** Opening Reading text block **
The 2026 Rules repeal and replace several pre-existing regimes, including the Qualifying Employment in Aviation (Personal Tax) Rules and the Qualifying Employment in Maritime Activities and the Servicing of Offshore Oil and Gas Industry Activities (Personal Tax) Rules. The legislative intent is to ensure greater cohesion, uniformity, and consistency in the fiscal treatment of highly skilled individuals working in Malta.

To qualify under the 2026 Rules, an individual must earn a minimum annual employment income of €65,000, exclusive of fringe benefits. This threshold is scheduled to increase by €10,000 every five years.

Furthermore, to be recognised as a “beneficiary,” the individual must possess relevant academic qualifications or, at least five years of comparable professional experience, and must qualify as an employee under Maltese law while performing duties in an eligible office.

Additional eligibility requirements include residence in suitable accommodation in Malta, possession of private medical insurance covering the individual and any dependants, a valid travel document, and non-domiciled status in Malta at the time of application. The individual must also demonstrate that they have stable and regular financial resources sufficient to support themselves and their family without recourse to Malta’s social assistance system.
** Closing Reading text block **
** Opening Study material block **
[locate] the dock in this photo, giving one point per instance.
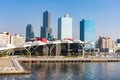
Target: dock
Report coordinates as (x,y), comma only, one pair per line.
(39,60)
(12,66)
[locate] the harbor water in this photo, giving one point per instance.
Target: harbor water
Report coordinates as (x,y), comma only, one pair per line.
(70,71)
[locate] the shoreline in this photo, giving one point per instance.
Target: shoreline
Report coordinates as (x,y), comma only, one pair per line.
(11,67)
(42,59)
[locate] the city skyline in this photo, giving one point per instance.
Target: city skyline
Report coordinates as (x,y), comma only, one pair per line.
(65,27)
(16,14)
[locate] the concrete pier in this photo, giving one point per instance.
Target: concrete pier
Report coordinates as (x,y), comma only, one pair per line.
(11,66)
(39,60)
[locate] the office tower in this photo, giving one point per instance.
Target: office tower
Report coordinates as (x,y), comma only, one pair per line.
(105,44)
(87,32)
(46,31)
(29,32)
(65,27)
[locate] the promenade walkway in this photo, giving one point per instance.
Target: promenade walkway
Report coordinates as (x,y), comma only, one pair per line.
(63,59)
(11,66)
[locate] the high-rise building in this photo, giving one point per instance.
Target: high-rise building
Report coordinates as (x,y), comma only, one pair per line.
(29,32)
(65,27)
(105,44)
(87,32)
(46,31)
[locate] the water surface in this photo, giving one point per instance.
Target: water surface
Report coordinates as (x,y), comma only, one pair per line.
(70,71)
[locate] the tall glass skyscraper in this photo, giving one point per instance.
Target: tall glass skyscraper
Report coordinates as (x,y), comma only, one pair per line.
(87,32)
(65,27)
(46,31)
(29,32)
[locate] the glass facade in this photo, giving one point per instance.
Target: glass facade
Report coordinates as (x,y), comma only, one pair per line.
(29,32)
(46,31)
(65,27)
(87,32)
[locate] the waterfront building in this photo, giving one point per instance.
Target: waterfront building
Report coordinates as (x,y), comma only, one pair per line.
(46,31)
(29,32)
(5,38)
(64,27)
(106,44)
(17,39)
(87,32)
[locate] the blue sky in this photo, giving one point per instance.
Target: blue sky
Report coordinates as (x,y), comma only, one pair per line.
(16,14)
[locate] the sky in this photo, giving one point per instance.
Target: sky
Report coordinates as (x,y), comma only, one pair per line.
(16,14)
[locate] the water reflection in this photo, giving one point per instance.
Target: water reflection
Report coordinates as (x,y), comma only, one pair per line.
(70,71)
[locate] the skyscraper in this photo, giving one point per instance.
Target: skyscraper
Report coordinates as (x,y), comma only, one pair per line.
(87,32)
(65,27)
(29,32)
(46,31)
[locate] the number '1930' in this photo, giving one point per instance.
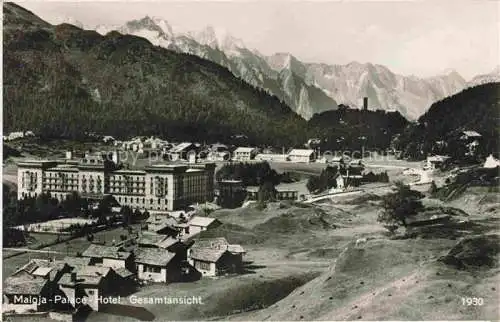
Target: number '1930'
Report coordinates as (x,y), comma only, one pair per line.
(472,301)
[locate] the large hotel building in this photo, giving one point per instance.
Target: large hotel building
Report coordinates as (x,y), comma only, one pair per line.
(159,187)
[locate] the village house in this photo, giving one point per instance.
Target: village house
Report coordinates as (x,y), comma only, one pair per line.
(285,193)
(243,154)
(230,192)
(153,240)
(215,256)
(435,162)
(157,265)
(109,256)
(88,282)
(301,155)
(161,224)
(180,151)
(25,293)
(212,262)
(472,140)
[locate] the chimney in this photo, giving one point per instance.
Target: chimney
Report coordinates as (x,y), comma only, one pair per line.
(115,157)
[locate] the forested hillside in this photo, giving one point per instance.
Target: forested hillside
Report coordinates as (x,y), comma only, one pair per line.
(348,128)
(437,131)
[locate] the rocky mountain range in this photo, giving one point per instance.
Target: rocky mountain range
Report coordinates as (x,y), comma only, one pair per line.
(308,88)
(64,81)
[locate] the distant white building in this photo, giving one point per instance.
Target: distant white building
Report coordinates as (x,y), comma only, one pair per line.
(108,139)
(491,162)
(244,154)
(301,155)
(270,157)
(13,136)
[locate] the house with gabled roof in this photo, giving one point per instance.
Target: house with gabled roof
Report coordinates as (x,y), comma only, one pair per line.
(215,256)
(109,256)
(244,154)
(301,155)
(156,265)
(198,224)
(24,292)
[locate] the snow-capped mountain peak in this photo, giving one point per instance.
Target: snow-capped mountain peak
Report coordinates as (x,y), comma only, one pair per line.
(69,20)
(308,88)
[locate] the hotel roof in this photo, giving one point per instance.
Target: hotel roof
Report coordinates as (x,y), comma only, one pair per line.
(244,149)
(102,251)
(180,147)
(24,283)
(301,152)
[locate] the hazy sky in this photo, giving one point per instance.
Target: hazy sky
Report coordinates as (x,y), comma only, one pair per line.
(410,37)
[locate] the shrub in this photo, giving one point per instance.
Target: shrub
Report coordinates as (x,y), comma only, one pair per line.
(399,205)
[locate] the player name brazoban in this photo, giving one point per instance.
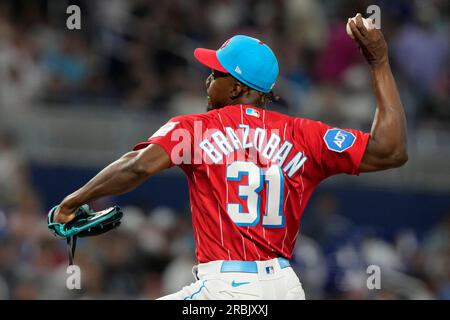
** Closing Study material block **
Tasks:
1. Reproduce the passage on Malta's 2026 Rules word for word, starting at "To qualify under" and ending at "every five years.".
2. Write what comes next in the passage on Malta's 2026 Rules, picking up after its last sentence.
The listing comes from a separate source unrelated to the passage.

Answers by item number:
1.
To qualify under the 2026 Rules, an individual must earn a minimum annual employment income of €65,000, exclusive of fringe benefits. This threshold is scheduled to increase by €10,000 every five years.

2.
Qualifying individuals benefit from a preferential flat tax rate of 15% on employment income. This rate applies to annual emoluments of up to €7,000,000, with any excess income taxed at the standard applicable rates.

The tax benefit is granted for an initial period of five years. Beneficiaries may apply for two additional five-year extensions, potentially resulting in a maximum benefit period of fifteen years, provided continued compliance with the applicable conditions. In any event, no benefits under the 2026 Rules shall apply to income earned after the 31st of December of 2040.

The Commissioner for Tax and Customs is empowered to request supporting documentation to verify eligibility. Where benefits are obtained through artificial arrangements, the Commissioner may revoke such benefits and issue tax assessments to recover any tax due.